ABOUT THIS TASK:
From the listing below, extract each line containing the string "flower".

RECORD SET:
- - - - -

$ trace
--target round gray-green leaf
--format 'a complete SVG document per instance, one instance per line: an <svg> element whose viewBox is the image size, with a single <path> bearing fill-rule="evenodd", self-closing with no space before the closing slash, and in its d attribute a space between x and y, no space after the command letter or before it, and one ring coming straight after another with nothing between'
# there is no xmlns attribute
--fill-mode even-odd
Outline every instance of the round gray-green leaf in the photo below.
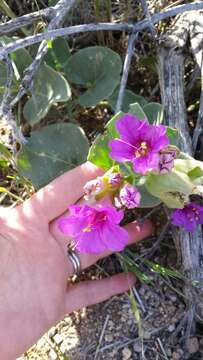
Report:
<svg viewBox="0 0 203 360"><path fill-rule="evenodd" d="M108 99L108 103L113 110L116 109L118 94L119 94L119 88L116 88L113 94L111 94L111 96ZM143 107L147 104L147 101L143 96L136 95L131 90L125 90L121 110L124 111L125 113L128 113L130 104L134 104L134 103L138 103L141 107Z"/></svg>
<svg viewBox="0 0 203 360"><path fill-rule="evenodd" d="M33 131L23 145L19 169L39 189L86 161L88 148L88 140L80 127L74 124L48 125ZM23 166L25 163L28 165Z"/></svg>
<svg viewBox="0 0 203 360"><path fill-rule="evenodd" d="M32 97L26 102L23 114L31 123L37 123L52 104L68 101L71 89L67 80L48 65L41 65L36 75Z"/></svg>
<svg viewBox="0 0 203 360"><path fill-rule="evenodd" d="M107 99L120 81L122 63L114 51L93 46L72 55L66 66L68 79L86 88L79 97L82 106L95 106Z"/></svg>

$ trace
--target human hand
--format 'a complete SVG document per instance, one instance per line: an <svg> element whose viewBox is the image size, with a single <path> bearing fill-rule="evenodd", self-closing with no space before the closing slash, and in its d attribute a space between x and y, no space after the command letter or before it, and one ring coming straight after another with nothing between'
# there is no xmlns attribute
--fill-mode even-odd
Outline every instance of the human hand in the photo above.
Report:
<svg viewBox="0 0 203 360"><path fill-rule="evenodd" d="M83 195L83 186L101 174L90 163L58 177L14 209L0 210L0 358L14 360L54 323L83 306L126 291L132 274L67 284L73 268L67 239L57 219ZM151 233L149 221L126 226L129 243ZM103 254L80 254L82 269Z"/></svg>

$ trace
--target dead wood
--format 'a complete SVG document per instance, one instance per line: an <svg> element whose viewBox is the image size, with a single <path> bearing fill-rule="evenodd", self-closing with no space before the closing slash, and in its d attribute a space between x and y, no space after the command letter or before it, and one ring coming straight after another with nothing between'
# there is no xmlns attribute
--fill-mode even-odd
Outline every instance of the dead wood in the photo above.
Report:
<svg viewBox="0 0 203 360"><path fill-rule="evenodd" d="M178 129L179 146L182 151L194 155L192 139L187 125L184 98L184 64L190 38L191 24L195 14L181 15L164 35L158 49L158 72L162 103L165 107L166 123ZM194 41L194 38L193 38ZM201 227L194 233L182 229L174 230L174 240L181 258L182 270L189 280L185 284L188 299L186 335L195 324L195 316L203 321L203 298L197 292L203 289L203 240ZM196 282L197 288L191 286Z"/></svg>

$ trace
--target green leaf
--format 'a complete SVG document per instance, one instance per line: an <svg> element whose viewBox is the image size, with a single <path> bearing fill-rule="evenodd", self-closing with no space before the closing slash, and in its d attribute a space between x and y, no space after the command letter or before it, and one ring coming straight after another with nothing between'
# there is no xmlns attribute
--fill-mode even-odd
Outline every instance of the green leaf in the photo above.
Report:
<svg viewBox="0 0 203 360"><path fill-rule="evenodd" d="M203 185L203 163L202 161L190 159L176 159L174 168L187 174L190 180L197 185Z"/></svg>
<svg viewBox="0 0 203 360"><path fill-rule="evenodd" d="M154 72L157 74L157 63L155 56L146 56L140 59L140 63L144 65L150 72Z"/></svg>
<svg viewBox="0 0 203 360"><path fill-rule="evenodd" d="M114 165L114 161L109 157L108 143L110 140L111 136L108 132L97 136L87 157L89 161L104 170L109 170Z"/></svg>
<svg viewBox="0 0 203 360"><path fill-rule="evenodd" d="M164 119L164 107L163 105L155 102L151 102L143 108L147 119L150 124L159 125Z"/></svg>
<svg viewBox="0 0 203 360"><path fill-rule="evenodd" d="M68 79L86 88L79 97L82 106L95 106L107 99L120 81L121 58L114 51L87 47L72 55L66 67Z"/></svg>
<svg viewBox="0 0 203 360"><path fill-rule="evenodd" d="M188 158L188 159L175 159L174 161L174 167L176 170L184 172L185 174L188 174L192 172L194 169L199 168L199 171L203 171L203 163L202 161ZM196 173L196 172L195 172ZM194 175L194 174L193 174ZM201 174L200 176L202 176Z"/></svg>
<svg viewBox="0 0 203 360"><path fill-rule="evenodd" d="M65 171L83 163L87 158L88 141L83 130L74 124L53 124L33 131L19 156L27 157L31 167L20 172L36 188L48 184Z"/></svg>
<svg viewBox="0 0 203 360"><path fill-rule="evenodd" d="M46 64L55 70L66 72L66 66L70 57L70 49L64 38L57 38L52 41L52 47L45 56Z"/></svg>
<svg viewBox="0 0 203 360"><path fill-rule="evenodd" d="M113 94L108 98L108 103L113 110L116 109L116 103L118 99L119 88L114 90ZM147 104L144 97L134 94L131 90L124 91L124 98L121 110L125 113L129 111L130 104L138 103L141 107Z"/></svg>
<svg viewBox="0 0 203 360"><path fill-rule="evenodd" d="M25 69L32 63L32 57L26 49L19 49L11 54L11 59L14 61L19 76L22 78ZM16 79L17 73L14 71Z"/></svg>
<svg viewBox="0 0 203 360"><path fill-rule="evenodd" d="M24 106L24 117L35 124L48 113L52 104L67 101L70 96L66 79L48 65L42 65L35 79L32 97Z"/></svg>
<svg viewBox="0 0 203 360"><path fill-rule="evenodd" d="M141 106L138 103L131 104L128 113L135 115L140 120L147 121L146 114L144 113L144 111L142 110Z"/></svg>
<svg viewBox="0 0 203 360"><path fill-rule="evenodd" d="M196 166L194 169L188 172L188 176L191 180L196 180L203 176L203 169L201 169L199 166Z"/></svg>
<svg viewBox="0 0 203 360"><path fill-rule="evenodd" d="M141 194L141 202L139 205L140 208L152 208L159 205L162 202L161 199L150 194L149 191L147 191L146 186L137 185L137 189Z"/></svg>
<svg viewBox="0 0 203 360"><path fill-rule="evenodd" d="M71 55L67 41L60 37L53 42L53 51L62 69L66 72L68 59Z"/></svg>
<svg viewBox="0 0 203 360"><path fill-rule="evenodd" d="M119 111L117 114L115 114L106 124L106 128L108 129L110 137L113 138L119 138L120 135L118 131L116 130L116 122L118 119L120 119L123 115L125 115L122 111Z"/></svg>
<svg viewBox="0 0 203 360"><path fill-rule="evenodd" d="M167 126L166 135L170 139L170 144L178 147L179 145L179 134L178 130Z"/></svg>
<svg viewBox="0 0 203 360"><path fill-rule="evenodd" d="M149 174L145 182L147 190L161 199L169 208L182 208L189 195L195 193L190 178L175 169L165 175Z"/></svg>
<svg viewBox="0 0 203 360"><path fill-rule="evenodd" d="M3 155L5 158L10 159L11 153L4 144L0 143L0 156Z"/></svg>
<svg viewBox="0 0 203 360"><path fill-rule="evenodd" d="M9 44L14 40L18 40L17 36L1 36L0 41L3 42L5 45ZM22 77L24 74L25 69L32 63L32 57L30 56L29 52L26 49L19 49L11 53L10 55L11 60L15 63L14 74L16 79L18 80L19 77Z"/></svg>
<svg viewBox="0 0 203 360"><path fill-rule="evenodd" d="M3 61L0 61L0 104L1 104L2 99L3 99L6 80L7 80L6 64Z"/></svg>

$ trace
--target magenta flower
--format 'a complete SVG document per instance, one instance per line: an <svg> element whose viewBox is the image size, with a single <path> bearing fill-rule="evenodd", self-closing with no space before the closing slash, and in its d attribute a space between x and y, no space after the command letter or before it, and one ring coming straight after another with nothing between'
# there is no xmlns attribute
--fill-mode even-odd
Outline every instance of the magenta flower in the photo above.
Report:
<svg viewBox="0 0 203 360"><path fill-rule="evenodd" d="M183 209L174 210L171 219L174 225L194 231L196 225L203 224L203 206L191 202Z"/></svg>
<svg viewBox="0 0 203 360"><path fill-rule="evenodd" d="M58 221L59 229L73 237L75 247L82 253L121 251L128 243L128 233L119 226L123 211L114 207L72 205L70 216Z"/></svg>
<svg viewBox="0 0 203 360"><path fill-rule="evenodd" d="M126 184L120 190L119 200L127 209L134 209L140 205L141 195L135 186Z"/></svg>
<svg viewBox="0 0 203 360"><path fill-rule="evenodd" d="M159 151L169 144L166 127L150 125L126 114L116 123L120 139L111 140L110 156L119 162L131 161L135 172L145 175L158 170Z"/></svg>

- - - - -

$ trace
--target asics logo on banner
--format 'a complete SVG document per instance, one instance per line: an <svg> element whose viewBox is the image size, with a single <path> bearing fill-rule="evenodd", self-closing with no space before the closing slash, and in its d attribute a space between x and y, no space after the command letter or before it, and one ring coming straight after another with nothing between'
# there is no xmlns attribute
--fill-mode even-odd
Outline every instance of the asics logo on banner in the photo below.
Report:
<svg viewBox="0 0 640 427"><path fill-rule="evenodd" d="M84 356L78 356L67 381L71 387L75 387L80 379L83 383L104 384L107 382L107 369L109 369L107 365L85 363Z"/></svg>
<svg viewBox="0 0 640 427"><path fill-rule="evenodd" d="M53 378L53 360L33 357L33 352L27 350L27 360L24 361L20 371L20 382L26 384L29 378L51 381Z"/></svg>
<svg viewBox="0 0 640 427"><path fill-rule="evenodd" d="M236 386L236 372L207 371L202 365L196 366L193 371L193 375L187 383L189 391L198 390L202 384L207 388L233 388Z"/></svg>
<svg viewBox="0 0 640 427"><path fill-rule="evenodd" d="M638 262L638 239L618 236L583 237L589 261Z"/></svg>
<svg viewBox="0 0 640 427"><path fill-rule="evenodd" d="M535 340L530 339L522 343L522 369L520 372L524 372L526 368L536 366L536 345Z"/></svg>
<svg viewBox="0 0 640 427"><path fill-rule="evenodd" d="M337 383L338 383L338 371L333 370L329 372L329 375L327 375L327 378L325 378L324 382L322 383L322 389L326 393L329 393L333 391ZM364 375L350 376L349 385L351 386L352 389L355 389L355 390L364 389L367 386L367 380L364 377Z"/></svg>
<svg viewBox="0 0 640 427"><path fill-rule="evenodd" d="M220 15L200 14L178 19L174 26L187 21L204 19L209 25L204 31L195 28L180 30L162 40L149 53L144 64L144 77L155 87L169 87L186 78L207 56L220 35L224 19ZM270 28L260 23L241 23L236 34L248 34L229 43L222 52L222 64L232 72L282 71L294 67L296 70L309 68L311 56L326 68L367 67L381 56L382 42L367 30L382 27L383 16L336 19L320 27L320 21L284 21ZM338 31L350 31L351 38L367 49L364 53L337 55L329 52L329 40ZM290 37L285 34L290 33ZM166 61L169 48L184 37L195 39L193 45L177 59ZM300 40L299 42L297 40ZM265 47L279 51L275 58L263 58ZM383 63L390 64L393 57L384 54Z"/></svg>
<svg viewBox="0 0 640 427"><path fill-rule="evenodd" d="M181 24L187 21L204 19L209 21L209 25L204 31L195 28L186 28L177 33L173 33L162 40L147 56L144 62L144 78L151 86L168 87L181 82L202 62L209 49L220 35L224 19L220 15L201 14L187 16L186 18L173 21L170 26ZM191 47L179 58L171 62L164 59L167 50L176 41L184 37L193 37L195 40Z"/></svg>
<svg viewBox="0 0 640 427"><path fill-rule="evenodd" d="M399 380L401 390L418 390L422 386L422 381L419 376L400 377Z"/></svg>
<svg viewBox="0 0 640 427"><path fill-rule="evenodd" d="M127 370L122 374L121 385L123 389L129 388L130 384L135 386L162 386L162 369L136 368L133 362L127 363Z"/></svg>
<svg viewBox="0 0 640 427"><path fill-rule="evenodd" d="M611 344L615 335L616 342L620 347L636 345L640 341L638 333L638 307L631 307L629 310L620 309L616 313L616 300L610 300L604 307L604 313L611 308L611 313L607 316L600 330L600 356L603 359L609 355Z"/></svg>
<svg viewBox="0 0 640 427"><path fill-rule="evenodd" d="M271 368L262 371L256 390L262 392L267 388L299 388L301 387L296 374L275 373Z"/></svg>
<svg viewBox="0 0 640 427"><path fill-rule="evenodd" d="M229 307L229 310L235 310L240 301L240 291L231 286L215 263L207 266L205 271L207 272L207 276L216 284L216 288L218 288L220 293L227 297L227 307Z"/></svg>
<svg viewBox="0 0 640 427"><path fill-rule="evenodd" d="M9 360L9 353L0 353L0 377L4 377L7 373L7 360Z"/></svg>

- - - - -

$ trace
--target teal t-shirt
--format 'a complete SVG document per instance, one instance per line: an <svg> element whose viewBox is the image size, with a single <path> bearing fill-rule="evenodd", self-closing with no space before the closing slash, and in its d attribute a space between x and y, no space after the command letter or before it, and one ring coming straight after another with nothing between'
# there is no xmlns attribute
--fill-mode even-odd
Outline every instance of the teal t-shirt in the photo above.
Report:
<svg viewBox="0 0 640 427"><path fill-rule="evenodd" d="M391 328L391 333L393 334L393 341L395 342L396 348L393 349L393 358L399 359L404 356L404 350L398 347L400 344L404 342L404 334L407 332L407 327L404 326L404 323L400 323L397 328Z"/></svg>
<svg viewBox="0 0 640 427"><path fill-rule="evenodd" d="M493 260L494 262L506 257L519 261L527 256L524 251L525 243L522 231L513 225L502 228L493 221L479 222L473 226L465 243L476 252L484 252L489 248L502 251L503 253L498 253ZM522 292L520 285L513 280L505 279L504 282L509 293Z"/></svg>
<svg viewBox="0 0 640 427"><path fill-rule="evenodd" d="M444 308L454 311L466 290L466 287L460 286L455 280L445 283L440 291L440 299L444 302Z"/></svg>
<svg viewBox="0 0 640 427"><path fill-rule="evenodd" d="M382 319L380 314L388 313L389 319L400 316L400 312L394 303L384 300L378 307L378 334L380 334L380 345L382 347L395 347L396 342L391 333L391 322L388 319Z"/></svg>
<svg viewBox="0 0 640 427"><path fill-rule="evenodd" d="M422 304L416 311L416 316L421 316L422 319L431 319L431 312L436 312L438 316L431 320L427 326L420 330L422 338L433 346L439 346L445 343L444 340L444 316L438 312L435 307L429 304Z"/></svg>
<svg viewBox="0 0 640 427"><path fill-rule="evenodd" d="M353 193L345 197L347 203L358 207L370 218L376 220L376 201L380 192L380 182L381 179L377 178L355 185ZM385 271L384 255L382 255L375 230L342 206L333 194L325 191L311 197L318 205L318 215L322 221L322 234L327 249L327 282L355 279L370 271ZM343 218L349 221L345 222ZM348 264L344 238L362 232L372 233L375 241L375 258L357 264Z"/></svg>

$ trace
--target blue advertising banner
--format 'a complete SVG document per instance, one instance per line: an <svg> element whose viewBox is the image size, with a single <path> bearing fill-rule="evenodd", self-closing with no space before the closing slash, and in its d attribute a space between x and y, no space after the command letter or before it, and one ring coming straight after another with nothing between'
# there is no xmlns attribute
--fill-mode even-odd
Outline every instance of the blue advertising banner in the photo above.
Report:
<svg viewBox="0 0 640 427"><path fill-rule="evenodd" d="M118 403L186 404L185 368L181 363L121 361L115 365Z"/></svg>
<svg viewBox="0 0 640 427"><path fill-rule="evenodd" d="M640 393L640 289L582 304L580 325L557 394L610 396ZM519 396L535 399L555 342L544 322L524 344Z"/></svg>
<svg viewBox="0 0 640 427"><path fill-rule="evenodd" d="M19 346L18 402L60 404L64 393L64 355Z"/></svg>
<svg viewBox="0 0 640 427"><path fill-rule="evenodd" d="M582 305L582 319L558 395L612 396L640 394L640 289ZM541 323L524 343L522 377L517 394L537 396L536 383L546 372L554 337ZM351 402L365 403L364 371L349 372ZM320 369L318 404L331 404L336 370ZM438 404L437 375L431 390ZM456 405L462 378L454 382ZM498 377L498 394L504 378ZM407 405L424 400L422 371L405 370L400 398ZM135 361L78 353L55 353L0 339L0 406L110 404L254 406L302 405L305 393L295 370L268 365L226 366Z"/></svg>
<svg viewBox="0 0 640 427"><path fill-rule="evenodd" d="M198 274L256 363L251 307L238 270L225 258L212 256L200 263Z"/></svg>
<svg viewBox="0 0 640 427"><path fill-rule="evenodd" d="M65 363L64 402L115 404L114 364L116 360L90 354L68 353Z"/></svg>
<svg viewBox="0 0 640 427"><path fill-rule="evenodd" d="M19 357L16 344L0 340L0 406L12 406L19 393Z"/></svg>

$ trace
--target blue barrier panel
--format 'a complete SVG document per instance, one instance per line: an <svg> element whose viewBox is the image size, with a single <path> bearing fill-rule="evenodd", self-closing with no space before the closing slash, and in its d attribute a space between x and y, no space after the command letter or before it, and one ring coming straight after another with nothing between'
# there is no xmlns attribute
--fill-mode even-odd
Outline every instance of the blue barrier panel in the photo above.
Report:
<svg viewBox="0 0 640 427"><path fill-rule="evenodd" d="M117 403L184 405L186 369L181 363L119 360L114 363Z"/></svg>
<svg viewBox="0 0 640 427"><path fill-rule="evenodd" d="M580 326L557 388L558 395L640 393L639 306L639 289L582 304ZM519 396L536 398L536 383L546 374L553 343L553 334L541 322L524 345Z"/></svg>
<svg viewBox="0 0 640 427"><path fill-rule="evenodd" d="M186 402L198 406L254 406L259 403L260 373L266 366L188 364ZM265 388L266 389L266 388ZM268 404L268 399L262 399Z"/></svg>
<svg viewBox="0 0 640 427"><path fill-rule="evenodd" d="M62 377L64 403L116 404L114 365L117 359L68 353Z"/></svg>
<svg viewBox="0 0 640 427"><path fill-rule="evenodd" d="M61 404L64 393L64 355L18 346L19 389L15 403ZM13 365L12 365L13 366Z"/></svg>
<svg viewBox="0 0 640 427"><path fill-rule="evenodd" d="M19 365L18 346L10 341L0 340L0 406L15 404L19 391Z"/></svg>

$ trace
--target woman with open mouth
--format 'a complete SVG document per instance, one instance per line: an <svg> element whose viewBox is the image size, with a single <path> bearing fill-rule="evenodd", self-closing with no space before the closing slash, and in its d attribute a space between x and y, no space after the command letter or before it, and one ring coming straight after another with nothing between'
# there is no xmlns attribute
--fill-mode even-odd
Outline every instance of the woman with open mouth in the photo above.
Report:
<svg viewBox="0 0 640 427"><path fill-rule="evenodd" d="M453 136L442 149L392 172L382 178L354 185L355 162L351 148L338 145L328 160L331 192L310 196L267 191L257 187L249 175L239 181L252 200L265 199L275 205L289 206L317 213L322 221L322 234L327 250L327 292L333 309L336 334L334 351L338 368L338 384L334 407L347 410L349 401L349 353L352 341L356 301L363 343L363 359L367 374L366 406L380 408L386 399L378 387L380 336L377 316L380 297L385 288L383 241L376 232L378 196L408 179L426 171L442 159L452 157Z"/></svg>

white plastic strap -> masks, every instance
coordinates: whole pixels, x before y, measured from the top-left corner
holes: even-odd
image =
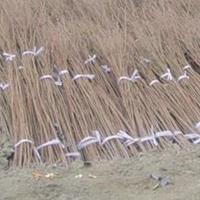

- - - - -

ANSWER AREA:
--target magenta flower
Outline every instance of the magenta flower in the photo above.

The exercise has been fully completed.